** Opening MATERIAL FOR THE TASK block **

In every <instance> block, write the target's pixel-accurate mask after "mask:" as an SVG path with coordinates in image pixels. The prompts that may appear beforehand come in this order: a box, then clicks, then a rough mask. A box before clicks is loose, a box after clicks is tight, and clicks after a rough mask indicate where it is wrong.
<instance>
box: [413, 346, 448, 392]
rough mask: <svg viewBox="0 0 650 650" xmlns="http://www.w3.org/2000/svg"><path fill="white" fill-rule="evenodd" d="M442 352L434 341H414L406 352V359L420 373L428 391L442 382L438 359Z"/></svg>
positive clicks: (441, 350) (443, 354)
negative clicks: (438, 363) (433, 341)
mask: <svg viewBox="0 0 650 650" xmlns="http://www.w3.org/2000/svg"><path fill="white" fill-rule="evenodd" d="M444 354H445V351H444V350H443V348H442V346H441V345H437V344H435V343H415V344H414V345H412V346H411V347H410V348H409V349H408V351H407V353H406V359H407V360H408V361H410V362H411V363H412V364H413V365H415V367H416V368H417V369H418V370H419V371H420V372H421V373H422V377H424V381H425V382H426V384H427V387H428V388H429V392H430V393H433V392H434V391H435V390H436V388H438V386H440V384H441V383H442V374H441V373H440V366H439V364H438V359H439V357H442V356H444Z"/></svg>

** Closing MATERIAL FOR THE TASK block **

WHAT NEEDS TO BE DONE:
When the line containing "positive clicks: (441, 350) (443, 354)" is reached, include it and stop. Until then, output each line of the entries exactly as given, starting from the first.

TASK SOLUTION:
In every <instance> block, write the target's pixel-accurate mask after "mask:" as an SVG path with coordinates in image pixels. The prompts that may appear beforehand come in this order: a box, then clicks, then a rough mask. A box before clicks is loose, a box after clicks is tight, and clicks after a rough mask indicate where it is wrong.
<instance>
box: [413, 346, 448, 392]
rough mask: <svg viewBox="0 0 650 650" xmlns="http://www.w3.org/2000/svg"><path fill="white" fill-rule="evenodd" d="M442 352L434 341H414L406 352V359L420 373L428 391L442 382L438 359Z"/></svg>
positive clicks: (441, 350) (443, 354)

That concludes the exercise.